### What this task involves:
Copy the records below word for word, leaving out the pictures.

***** Material for this task *****

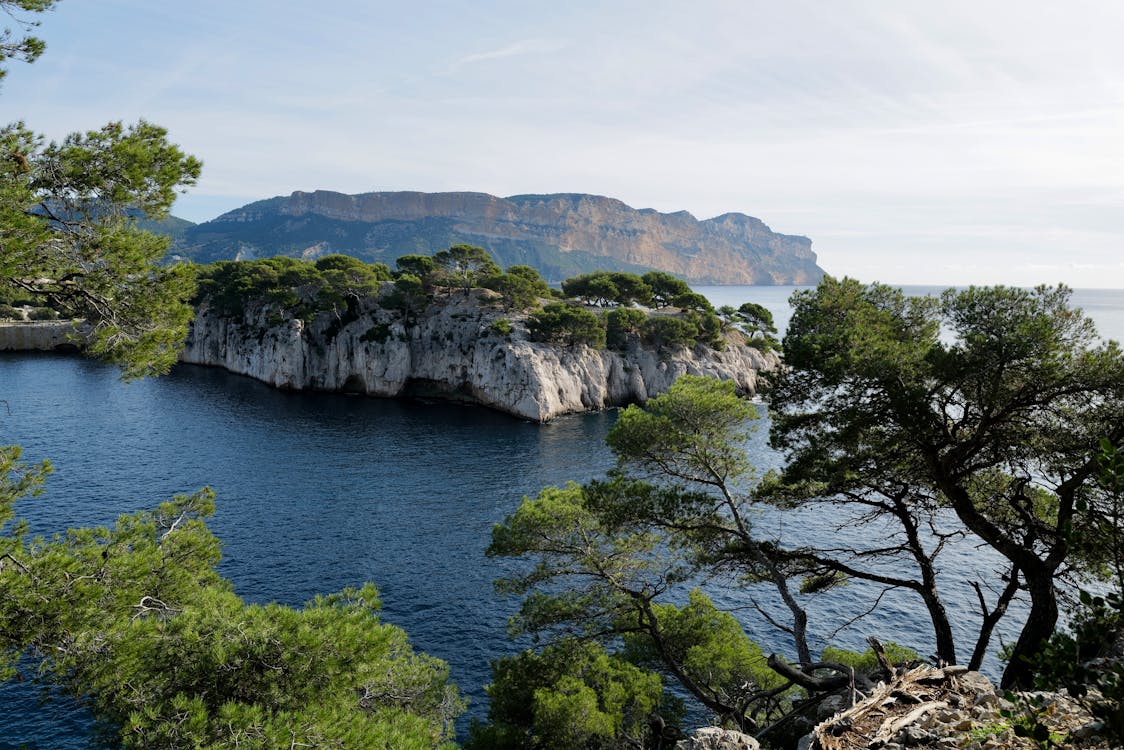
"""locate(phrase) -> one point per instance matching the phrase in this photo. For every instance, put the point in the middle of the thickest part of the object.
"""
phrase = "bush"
(501, 327)
(559, 323)
(667, 332)
(43, 314)
(407, 296)
(378, 333)
(607, 288)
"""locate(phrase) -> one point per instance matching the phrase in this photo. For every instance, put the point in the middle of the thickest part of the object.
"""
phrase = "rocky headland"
(454, 350)
(561, 235)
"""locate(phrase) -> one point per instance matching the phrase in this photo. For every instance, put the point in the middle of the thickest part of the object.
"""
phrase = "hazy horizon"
(914, 144)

*****

### Answer for this exercise:
"""locate(phrase) -> one point per instance matching the phrase in this photo. For every instance, put the point in the middle of the thickest part of the object.
"""
phrase = "bush"
(501, 327)
(559, 323)
(667, 332)
(43, 314)
(407, 296)
(378, 333)
(607, 288)
"""locate(phrase) -> one point per instance matching the phrase in this photo. For every instance, put the point in the middle of the thickest part of the object.
"""
phrase = "rocky headland"
(454, 350)
(561, 235)
"""locate(phrase) -> one point per instance matching the phrase in this photo. For every instance, put the point in the middle of the thickest part of the object.
"""
phrase = "hazy horizon"
(914, 144)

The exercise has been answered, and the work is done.